* **Passage provided**:

To fill his cabinet, he chose largely conservative economists who had served as owners, managers or board members of major corporations. And in appointing regional authorities in the quake-stricken areas, he turned to owners and managers of construction firms with a potential financial stake in the rebuilding process.

The quake and tsunami severely damaged 260,000 homes and 4,000 schools. About 70 percent of hospitals in the quake-affected area were devastated, as well as roads, highways, churches, airports, stadiums, courthouses, electricity and telecommunications networks and military installations.

As of the first week of April, about 60 percent of public infrastructure damaged by the quake had been repaired, and 11,000 emergency housing units had been built, almost half by the Catholic NGO “A Roof for Chile.” The government has promised to set up 40,000 of these one-room wooden shacks by June 11 for the estimated 800,000 homeless.

The government assessed damages and losses at $30 billion, and taking insurance into account, estimates total public spending for reconstruction will come to $12 billion. The government has yet to announce how reconstruction will be financed, but has hinted at moderate tax increases, budget reallocations, the sale of non-vital assets, public and private debt and tapping into the state’s $12 billion rainy day fund invested abroad.

Over the past 30 years, privatizations and reduced public spending have shrunk the size and capabilities of the state. So the government has few alternatives than to turn to the private sector to carry out much of the reconstruction effort. Construction and engineering firms and producers of building materials are already delighting in the earnings expected for year’s end, and for several years to come.

* **Dataset records**:
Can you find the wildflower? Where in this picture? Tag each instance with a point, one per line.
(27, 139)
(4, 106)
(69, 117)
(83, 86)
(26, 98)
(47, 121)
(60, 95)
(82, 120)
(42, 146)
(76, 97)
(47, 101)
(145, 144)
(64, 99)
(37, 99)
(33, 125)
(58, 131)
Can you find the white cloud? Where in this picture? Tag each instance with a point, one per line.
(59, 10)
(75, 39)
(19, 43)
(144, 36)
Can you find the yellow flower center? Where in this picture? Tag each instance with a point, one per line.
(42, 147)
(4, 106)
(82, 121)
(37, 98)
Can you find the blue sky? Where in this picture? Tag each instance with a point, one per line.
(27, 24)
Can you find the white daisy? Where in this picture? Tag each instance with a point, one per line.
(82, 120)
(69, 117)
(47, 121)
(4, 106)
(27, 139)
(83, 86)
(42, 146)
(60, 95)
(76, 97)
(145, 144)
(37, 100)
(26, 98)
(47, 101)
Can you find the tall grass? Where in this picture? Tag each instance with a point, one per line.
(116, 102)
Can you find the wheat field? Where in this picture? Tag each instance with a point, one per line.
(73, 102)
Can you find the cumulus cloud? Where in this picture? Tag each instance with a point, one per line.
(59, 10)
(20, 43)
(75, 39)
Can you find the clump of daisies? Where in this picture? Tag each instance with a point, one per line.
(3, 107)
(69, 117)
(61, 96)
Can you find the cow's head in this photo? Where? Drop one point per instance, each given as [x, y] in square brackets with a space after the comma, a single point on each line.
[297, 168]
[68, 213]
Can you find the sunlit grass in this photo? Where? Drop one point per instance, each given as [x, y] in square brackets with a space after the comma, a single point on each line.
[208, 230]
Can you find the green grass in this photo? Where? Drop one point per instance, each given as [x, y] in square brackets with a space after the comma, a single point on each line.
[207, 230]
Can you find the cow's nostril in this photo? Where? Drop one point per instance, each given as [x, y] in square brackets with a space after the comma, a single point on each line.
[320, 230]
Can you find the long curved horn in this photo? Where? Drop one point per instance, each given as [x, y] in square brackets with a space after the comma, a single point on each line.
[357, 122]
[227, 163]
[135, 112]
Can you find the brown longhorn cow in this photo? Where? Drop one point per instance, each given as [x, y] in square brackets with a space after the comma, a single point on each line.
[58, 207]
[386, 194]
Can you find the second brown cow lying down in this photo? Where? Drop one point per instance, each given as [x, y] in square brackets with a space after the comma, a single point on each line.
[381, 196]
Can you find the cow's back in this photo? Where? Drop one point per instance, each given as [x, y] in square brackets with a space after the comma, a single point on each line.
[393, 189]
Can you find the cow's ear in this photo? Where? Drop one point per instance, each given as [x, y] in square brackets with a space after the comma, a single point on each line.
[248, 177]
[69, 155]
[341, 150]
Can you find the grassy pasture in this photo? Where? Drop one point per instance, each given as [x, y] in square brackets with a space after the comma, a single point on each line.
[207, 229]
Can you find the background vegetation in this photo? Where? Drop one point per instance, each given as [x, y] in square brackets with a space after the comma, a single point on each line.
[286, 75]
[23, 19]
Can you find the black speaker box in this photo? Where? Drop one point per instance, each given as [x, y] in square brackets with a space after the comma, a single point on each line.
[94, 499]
...
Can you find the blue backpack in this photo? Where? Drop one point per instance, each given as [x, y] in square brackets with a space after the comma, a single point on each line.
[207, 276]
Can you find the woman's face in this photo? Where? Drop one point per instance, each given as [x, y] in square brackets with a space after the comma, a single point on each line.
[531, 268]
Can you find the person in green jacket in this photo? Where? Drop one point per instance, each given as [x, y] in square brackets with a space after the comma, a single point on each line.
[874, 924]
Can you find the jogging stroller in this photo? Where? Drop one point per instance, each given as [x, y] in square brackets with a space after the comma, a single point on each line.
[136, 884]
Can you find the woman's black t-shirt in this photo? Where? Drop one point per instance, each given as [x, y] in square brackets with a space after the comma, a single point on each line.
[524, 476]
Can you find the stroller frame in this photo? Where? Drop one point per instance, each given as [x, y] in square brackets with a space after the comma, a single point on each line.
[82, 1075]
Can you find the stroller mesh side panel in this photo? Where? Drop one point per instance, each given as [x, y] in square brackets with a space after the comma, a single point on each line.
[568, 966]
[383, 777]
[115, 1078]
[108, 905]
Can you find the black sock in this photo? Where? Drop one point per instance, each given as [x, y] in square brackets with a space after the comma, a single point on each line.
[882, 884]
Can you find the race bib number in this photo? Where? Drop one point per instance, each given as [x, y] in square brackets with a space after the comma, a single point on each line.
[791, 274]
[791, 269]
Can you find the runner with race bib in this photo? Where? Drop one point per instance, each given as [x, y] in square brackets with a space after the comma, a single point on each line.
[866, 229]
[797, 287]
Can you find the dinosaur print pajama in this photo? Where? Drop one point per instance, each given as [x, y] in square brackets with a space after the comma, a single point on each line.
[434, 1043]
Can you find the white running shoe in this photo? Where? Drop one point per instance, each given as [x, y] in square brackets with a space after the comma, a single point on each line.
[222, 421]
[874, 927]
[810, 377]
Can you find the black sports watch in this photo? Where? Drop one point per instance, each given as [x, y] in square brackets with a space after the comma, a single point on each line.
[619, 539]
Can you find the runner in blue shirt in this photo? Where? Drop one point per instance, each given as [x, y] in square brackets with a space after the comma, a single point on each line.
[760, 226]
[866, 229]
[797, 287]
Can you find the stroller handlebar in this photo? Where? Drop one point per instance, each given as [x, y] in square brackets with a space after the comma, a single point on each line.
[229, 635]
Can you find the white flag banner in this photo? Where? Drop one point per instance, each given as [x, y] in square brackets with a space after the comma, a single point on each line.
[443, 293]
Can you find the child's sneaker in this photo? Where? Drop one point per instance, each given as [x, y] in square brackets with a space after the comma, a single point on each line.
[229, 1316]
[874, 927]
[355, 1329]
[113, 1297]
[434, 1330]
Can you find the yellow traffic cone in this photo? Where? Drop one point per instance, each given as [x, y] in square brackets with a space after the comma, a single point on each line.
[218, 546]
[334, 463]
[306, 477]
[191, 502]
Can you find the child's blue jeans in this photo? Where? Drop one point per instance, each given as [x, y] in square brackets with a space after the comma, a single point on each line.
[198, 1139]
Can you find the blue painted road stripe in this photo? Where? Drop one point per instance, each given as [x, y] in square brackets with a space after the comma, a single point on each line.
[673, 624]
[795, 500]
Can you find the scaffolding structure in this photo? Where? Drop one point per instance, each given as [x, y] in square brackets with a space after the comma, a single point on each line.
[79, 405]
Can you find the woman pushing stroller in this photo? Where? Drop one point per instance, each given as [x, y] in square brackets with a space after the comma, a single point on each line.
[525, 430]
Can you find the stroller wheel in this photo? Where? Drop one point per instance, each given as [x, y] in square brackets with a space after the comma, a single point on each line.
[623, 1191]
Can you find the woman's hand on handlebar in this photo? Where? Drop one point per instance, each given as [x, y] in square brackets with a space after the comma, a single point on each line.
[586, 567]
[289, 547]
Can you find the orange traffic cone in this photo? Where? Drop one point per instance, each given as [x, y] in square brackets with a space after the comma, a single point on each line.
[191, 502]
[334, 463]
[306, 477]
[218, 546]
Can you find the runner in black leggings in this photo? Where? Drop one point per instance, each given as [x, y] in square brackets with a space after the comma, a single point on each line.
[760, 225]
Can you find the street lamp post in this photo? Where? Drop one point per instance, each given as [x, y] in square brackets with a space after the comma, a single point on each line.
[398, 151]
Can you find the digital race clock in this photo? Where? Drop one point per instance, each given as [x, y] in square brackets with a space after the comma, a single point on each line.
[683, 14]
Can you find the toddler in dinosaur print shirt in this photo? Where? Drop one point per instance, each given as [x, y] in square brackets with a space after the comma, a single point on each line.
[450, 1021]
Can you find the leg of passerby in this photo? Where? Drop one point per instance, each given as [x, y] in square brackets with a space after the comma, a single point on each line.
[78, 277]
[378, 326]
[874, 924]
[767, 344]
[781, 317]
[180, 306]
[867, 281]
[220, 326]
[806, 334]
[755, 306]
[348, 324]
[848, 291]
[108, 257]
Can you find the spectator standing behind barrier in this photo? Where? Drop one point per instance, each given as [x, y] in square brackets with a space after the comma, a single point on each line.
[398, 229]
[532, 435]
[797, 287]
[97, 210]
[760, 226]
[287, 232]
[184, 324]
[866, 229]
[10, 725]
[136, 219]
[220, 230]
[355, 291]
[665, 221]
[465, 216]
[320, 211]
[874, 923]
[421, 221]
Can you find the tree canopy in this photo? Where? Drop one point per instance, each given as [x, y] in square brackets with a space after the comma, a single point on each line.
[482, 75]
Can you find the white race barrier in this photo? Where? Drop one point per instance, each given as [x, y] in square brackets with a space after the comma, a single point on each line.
---
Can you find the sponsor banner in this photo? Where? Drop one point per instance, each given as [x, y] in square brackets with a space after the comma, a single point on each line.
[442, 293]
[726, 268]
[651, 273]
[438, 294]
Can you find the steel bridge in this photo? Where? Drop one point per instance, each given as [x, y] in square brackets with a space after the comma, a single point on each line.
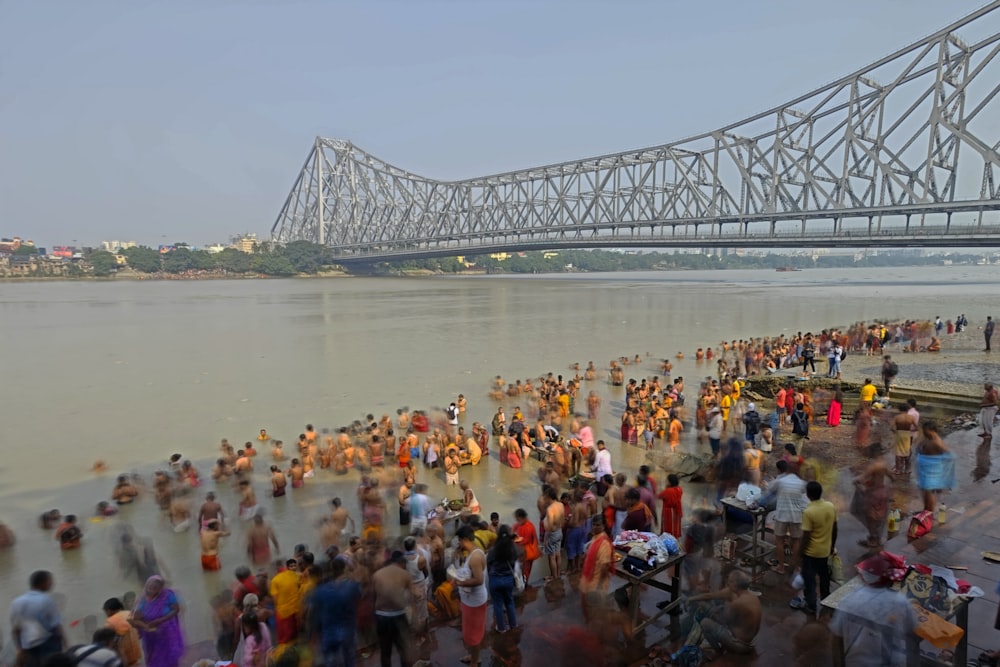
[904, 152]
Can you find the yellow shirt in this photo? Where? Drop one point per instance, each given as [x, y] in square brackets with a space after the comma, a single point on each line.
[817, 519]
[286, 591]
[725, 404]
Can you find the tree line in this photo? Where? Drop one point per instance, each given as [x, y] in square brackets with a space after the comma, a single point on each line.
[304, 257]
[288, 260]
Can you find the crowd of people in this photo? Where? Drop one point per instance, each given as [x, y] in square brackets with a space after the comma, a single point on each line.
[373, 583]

* **How to complete this task**: In the passage on Chile's earthquake reconstruction, how many emergency housing units had been built as of the first week of April?

* **Response to this exercise**: 11,000 emergency housing units had been built.